■ TO BE DONE: Recast the records from the line containing "Pinpoint every visible white surfboard." down to the line containing "[105,101,111,108]", both ends included, as a JSON list of strings. Use one string per line and leave out blank lines.

-- start MATERIAL FOR THIS TASK --

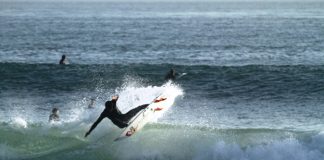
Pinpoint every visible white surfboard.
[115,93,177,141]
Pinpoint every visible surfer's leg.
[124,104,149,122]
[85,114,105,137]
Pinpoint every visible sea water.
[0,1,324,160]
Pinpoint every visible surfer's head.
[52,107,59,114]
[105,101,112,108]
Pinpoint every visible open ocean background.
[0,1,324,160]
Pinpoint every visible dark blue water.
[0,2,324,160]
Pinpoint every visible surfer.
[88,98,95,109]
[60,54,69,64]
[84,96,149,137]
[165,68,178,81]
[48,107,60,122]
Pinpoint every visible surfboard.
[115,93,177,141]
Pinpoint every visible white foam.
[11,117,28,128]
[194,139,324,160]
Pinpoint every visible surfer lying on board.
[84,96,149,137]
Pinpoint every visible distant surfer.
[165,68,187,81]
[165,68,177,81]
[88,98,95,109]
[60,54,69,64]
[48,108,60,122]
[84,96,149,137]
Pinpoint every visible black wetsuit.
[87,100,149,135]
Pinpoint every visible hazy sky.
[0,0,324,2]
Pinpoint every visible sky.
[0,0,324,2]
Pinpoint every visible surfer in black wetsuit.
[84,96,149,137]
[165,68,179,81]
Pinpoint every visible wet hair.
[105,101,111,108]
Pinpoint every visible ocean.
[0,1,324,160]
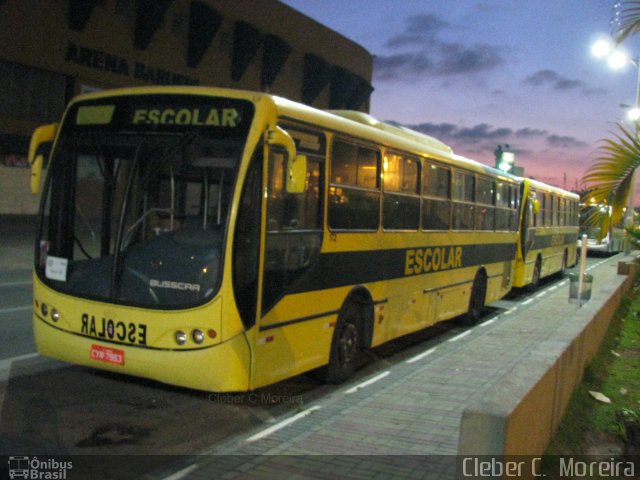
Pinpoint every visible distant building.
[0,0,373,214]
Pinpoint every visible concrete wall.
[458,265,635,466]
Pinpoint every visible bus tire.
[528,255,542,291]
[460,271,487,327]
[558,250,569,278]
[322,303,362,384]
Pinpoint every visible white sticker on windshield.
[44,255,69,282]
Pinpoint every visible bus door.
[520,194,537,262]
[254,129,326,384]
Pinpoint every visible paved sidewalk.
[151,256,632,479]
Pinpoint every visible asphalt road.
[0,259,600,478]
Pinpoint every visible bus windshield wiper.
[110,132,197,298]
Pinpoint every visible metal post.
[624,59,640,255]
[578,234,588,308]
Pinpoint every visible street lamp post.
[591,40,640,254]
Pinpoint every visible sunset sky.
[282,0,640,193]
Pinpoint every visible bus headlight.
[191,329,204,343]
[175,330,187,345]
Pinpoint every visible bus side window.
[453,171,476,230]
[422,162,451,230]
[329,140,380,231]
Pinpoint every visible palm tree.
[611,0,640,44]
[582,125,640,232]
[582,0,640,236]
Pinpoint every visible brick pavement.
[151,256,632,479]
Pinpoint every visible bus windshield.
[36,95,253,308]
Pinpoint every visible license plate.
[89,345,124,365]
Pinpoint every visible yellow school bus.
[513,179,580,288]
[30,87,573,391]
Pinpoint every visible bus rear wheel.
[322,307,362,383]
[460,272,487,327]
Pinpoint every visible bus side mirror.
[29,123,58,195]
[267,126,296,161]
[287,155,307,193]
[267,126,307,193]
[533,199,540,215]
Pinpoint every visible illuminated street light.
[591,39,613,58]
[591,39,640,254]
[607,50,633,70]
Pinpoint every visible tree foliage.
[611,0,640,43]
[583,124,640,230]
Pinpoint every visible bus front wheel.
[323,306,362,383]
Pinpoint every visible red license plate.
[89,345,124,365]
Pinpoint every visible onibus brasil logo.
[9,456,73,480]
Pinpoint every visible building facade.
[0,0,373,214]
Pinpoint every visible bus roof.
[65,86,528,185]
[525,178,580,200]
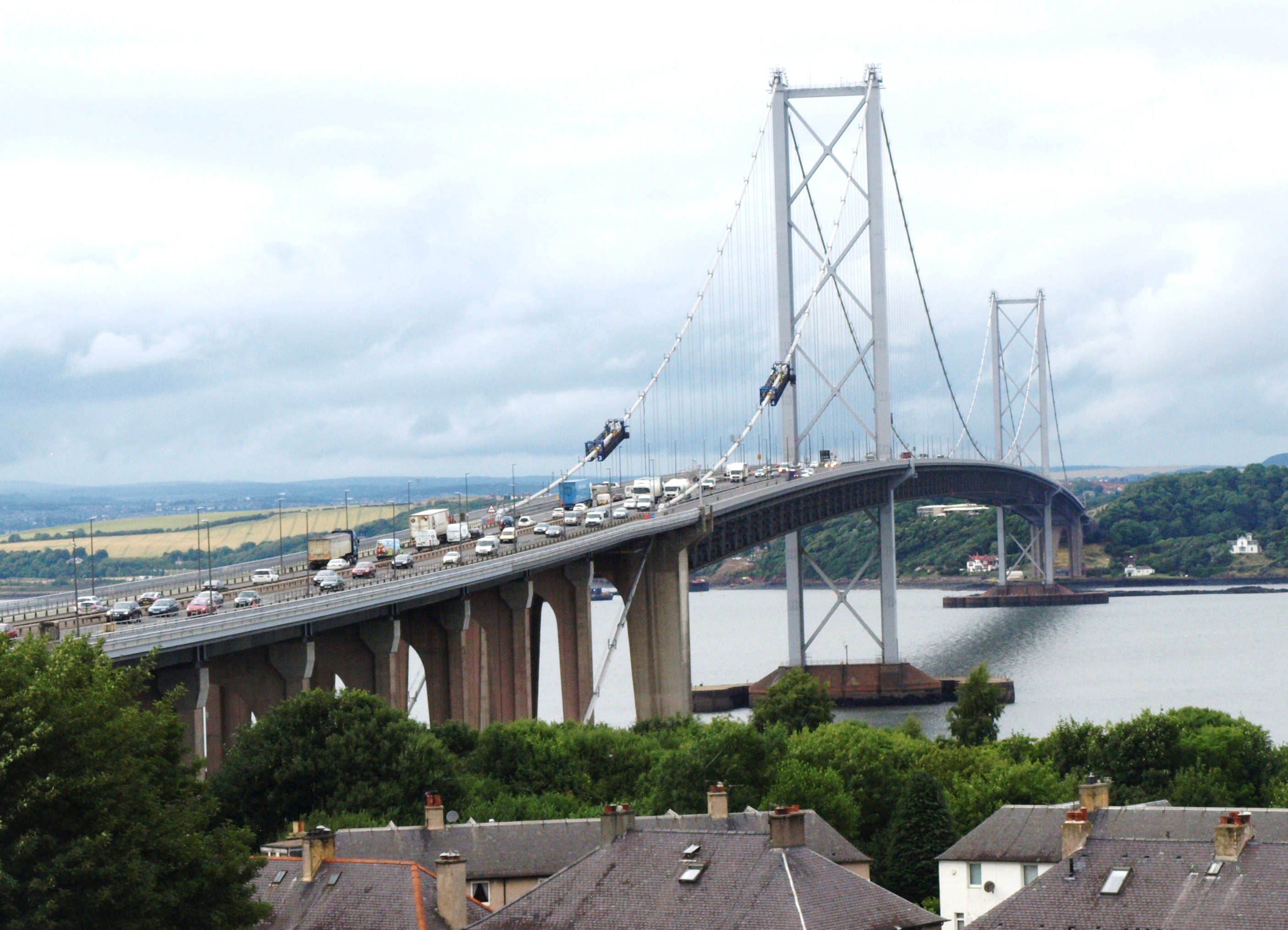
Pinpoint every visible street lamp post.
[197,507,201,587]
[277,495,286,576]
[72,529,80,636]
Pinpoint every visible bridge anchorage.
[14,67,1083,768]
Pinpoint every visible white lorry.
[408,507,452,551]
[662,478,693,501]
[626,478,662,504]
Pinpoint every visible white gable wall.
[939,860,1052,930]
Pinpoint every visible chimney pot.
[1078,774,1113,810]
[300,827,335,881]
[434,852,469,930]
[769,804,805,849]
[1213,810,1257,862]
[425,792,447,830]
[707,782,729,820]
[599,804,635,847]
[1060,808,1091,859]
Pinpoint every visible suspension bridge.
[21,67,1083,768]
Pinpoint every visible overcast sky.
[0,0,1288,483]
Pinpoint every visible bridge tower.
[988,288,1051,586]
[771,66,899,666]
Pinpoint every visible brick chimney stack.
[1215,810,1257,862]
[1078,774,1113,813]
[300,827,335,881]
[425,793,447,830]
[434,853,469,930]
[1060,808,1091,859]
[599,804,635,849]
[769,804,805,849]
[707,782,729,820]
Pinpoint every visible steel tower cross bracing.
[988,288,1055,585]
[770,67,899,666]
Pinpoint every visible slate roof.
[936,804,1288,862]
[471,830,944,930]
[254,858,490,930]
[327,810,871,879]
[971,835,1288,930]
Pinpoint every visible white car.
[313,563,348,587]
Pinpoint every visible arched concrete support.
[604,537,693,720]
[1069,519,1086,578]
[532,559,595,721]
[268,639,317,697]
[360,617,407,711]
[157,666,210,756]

-- end MATERIAL FOR THIS TASK --
-- start MATERIAL FOR THIS TASK --

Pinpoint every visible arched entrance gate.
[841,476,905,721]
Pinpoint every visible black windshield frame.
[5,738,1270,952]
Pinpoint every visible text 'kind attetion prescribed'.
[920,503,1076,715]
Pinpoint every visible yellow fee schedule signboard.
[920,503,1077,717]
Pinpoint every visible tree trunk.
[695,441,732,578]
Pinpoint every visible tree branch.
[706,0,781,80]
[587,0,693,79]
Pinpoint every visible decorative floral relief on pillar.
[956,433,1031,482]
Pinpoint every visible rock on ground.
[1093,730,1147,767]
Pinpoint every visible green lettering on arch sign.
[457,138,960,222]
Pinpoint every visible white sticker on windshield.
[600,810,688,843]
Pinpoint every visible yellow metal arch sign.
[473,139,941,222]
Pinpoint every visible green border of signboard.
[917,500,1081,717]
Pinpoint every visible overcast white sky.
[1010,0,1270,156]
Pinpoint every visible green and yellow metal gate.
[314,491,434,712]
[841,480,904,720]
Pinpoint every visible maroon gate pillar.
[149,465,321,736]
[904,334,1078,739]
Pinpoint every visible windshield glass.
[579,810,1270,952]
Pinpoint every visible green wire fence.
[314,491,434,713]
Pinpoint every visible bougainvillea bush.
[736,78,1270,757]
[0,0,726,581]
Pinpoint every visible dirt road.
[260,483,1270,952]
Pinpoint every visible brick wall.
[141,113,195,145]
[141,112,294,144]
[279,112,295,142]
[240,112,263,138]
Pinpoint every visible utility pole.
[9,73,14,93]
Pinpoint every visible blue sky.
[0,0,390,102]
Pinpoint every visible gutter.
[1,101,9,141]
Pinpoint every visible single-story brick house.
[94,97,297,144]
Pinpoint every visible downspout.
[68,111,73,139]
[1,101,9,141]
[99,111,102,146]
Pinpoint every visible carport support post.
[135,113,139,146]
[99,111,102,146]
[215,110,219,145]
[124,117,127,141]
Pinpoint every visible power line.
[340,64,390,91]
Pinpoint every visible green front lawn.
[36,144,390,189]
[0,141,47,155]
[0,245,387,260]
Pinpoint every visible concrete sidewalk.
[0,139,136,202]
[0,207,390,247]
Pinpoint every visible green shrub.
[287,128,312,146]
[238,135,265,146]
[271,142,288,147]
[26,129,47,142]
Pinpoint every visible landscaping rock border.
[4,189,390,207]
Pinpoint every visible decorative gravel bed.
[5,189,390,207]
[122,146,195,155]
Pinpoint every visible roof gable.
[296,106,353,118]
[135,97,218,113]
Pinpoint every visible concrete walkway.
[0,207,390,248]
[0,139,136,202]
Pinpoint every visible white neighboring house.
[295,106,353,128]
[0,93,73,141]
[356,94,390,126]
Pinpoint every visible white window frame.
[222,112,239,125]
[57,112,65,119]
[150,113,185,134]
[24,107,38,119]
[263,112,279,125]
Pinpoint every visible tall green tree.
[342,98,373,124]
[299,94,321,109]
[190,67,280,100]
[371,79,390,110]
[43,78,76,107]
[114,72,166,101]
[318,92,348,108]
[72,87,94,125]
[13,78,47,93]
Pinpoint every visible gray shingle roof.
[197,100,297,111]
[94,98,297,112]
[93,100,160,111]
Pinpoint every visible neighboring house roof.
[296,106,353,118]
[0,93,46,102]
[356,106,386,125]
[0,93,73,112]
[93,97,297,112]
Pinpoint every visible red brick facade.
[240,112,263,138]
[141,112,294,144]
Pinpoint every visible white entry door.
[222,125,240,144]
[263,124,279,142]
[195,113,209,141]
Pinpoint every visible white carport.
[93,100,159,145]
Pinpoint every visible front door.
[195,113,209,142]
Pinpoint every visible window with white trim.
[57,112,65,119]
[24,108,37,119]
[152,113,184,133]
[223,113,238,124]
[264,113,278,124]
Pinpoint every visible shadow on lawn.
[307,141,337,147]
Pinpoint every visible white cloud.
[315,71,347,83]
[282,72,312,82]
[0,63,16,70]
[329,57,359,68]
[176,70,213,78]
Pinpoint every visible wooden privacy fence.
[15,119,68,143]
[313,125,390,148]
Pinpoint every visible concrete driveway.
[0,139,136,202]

-- end MATERIAL FOR THIS TASK --
-- start MATERIAL FOR THIS TASK --

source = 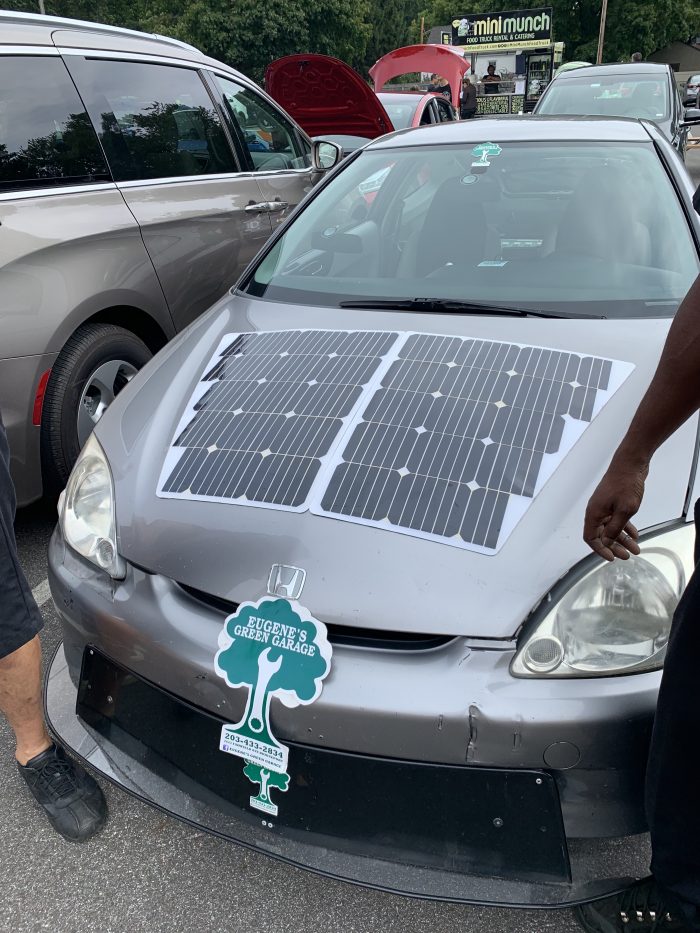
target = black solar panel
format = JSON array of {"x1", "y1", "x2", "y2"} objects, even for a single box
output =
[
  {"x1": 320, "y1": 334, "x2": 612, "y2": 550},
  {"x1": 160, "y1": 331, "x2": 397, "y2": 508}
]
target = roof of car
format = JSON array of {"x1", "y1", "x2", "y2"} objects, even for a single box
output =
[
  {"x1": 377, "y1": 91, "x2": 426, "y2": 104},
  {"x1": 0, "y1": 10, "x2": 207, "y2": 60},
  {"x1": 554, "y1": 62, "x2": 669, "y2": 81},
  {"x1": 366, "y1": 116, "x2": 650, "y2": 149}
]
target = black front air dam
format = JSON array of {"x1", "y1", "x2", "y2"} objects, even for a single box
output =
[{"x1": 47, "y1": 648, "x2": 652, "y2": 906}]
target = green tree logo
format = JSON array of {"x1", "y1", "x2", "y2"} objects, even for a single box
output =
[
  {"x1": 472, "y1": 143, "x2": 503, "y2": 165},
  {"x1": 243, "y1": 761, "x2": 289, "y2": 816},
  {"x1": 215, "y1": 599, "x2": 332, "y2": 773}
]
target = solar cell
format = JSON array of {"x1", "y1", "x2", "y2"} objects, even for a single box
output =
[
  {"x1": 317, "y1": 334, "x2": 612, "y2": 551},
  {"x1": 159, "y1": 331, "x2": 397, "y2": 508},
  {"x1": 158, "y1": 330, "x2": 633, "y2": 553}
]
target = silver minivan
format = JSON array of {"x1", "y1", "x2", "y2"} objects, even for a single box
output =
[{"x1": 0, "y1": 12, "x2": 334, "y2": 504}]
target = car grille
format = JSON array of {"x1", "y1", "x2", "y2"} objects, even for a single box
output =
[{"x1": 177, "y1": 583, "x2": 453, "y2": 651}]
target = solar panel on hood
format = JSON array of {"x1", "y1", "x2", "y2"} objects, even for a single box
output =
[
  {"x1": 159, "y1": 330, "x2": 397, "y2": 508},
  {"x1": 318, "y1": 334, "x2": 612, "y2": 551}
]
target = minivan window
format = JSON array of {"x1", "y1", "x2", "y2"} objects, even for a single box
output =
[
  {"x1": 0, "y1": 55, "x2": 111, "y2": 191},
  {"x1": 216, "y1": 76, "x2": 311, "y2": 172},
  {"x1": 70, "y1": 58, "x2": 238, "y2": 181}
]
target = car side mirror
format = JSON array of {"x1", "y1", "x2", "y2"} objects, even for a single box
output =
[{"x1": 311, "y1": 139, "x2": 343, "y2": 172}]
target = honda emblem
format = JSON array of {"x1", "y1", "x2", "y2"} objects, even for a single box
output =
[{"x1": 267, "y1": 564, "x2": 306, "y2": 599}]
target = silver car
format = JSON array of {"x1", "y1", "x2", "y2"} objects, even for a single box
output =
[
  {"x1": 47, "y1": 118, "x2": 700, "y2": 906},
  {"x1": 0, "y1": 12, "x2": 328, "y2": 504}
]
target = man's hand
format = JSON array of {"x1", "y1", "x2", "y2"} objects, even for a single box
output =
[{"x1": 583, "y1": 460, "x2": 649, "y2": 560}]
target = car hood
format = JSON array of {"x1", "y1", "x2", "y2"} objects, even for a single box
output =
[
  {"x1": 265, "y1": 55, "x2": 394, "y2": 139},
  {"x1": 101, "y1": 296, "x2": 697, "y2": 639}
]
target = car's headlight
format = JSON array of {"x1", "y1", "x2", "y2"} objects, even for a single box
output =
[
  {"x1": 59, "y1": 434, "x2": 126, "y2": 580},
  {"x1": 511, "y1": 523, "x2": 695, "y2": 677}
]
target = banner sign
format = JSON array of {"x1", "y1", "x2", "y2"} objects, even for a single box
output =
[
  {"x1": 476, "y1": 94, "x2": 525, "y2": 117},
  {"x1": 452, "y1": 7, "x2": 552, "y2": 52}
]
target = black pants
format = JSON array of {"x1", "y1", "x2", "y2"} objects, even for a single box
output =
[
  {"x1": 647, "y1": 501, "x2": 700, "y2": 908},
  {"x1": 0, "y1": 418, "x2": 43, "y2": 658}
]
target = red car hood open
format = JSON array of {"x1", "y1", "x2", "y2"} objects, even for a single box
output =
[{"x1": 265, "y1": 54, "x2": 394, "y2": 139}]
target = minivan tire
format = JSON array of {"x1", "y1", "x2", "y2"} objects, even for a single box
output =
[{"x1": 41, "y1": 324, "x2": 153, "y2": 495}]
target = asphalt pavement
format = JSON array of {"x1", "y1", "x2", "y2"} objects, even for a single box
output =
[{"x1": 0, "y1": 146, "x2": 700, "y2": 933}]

-- end MATERIAL FOR THIS TASK --

■ ANSWER TO THE PROBLEM:
[
  "Pinpoint every visible white surfboard.",
  "[115,93,177,141]",
  "Pinpoint every visible surfer's leg.",
  "[124,104,149,122]",
  "[85,114,105,137]",
  "Pinpoint every visible sea water.",
  "[0,1,324,160]",
  "Pinpoint every visible surfer's head.",
  "[52,107,59,114]",
  "[105,101,112,108]",
  "Pinpoint every visible open ocean background.",
  "[0,1,324,160]",
  "Pinpoint every visible dark blue water.",
  "[0,2,324,160]",
  "Pinpoint every visible surfer.",
  "[88,98,95,109]",
  "[60,54,69,64]",
  "[84,96,149,137]",
  "[165,68,178,81]",
  "[48,107,60,122]",
  "Pinpoint every visible surfboard.",
  "[115,93,177,141]",
  "Pinpoint every visible white foam.",
  "[11,117,28,128]",
  "[194,139,324,160]",
  "Pinpoint every visible surfer lying on board.",
  "[84,96,149,137]",
  "Pinpoint every visible distant surfer.",
  "[165,68,187,81]",
  "[165,68,177,81]",
  "[88,98,95,109]",
  "[60,54,69,64]",
  "[48,108,60,122]",
  "[84,96,149,137]",
  "Pinpoint every visible black wetsuit.",
  "[87,100,149,135]",
  "Pinpoint every visible hazy sky.",
  "[0,0,324,2]",
  "Pinpoint every visible sky.",
  "[0,0,324,2]",
  "Pinpoint every visible surfer in black wetsuit.",
  "[84,96,149,137]",
  "[165,68,179,81]",
  "Pinpoint every visible wet hair.",
  "[105,101,111,108]"
]